- WHAT IS BEING ASKED -
In the article about Morgan Frost, how many points has he recorded since his Jan. 4 benching?

- PAGE EXCERPT -
◇ ◇ ◇ ◇ ◇

The 24-year-old voiced his thoughts after being a healthy scratch for the 11th time this season. John Tortorella was "thrilled" by Frost's initiative and honesty, calling it "a huge step" for the coach and player.

It felt like a notable breakthrough. Was it? Or did us inquisitive writers read too much into it?

"I've been asked that so many times. I think the media did," Frost said with a smile Tuesday. "But, yeah, I think it was just to kind of get some things off my chest. You're not seeing him every day and just having that kind of conversation in the hallway. I felt like there were some things that I needed to say. I don't know if it's a breakthrough or not, but I think it gives a better understanding."

Frost hasn't sat since that Jan. 4 benching, putting up four goals and 12 assists in 19 games. His 16 points over that span are the second most on the Flyers, behind only Travis Konecny's 19.

His minutes have climbed to 18:35 per game in the last five games. He's playing 15:46 per game on the season.

When the playmaking center is creating chances or if the Flyers need offense, Tortorella will lean on Frost later in games. And when Frost is checking well and being reliable in all three zones, it makes him a more trustworthy player.

"A little bit more, for sure," Frost said. "I don't think I'm all the way there yet. I still have a fair amount of mishaps defensively, kind of like in the outdoor game. It's not something I'm trying to do obviously, I'm working hard to be good on both sides of the puck. I think when he sees that I'm kind of feeling it out there, then he starts giving me more ice time. I think if I'm having a good game, then he's more willing to put me out in the last couple of minutes."

Tortorella would agree there's still more work to do.

"Depends if he plays well," the head coach said Tuesday. "He'll play if he plays well. I still think there are inconsistencies. We'll see where it goes."

Morgan Frost rifled home his ninth goal of the season on a penalty shot.

There was reasonable fear of an impasse with Tortorella and Frost in the opening two months of the season. Frost was benched for six straight games and 10 of the club's first 20 games. When a young center sits that many times on a team emphasizing youth in a rebuild, it's fair to wonder if he's viewed as a part of the future.

To Frost's credit, he was steadfast in staying positive. He expressed belief in his ability to make "a big impact" for the Flyers and did not lose sight of being a good teammate.

Frost has 27 points (nine goals, 18 assists) and a plus-6 rating in 46 games this season. With the March 8 NHL trade deadline about two weeks away, one would think it's likely he's still a Flyer when it passes. He's in Year 1 of a two-year, $4.2 million contract that he signed last September and he's a young player that plays a premium position.

But the Flyers are a team that's willing to listen and you can bet other clubs kept tabs on Frost's precarious position earlier in the season.

Frost, himself, sees his future in Philadelphia. He has played a role in the Flyers' turnaround and wants to see it through.

"Oh yeah, for sure, that has never changed for me," Frost said. "I hope so. That's a little out of my control, but that's all I want to do, I love this group of guys. Especially some of these young guys that I've kind of come up with, I'm really excited about what's being built here and the future. I've got to show it in my play and earn it, but I don't think that will ever change. I think that I'll always want to be here."

And if he wants to seek out Tortorella, he knows he can.

"If you have something that you're feeling and you feel it's important to go talk to him about it, his door is always open," Frost said. "He welcomes that. I don't think it's something that you want to force, I don't want to be a guy going in there all the time, I don't think he'd like that too much. But if you feel like there's something you need to say, I've done it a couple of times, so I feel comfortable doing that."

◇ ◇ ◇ ◇ ◇

- SUPPLIED INFORMATION -
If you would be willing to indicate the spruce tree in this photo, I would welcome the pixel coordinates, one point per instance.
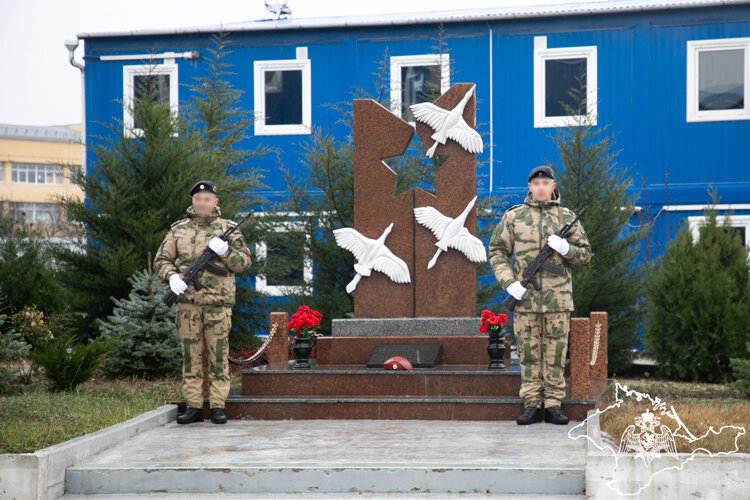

◇ ◇ ◇ ◇ ◇

- ANSWER BELOW -
16 points (four goals and 12 assists) in 19 games.